§ PROBLEM DETAILS:
Continue the piece on Hindi general entertainment channel ratings, picking up right after its last sentence.

The changing dynamics of the Hindi general entertainment channels (GEC) has never failed to surprise the observers of the genre. Despite the drop in Hindi GEC’s share year-on-year, it continues to be the king. What makes this story interesting is the leader STAR Plus’ ability to hold on to a lion’s share and Zee TV being the singular case that has shown growth in an otherwise dropping genre – not to mention beating even the leader in slots like 6-8 pm, and of late, 9-10 pm.
TAM Media Research shows that in the last six months, for the target C&S 4+ in the Hindi speaking markets, the hold of Hindi GEC on the television scene has slipped, even if marginally. What was otherwise a set game with STAR Plus right on top, followed by Sony, followed by Zee TV, Sahara One and SAB, changed towards the end of 2005, when STAR One was giving some of its best numbers, and for a considerable period occupied the third slot on Hindi GECs.
Come 2006 and this changed further. Looking at primetime numbers, newcomer STAR One dipped to move between the fourth and at times, fifth positions, contending for the slot with Sahara One. The leader induced experiments, a mix in the kind of programming it had to offer and brought back focus on day parts like the afternoon slots again to hold on to its viewers.
The list of problems that STAR Plus has faced isn’t small – ‘KBC 2’ falling prey to an unplanned wrap, new shows not throwing the 7 and 8 TRPs that STAR Plus is otherwise known for, and existing shows recording dips. Despite this, however, the leader still corners an enviable share averaging at 60 per cent in primetime in 2006, so far. The last few weeks has seen it slide, but STAR Plus is still consuming over 56 per cent market share.

§ COLLECTED DATA:
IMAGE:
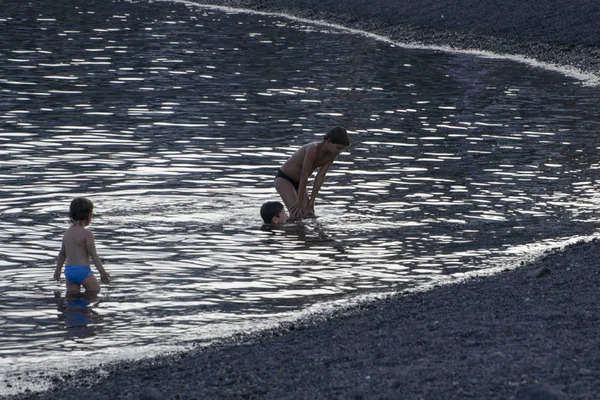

§ EXERCISE RESULT:
The slide story is the same for almost all channels, more so in primetime, but not for Zee TV. The ending of 2005 had already begun the increase in Zee’s numbers, but the channel was still on the fourth slot then, gradually rising to number three by the beginning of 2006. Following this, on the all day parameter, Zee TV has been the number two player for most of 2006 so far. In primetime, however, the task was a little more challenging.
In January 2006, Zee was closing in the gap with Sony in primetime and in February 2006, it took over. On an all-day level, the channel was a clear number two player, but in the primetime, it still lagged behind. Nonetheless, the last seven weeks (until week 22) have established Zee TV as the clear number two player on all counts with a significant gap from Sony, placed at number three.
So, what is up with Zee TV? A rather enviable list of experiments, successes, market share and ad-rates. With the channel commanding better numbers than even the leader in slots like 6-8 pm and of late, 9-10 pm, the case in Zee’s favour is getting even stronger.
Speaking on the recent dip that STAR Plus has seen, Ajay Vidyasagar, EVP, Marketing, STAR India, said, “We have been in these kinds of phases before. In the present situation, what I think is really happening is that couple of our shows are on a wind down and have seen a dip in numbers. However, what one mustn’t forget is that we have just launched a new product, ‘Viraasat’, which is one the biggest launches of the year and this should consolidate our position in the 9.00 pm to 10.00 pm block again.”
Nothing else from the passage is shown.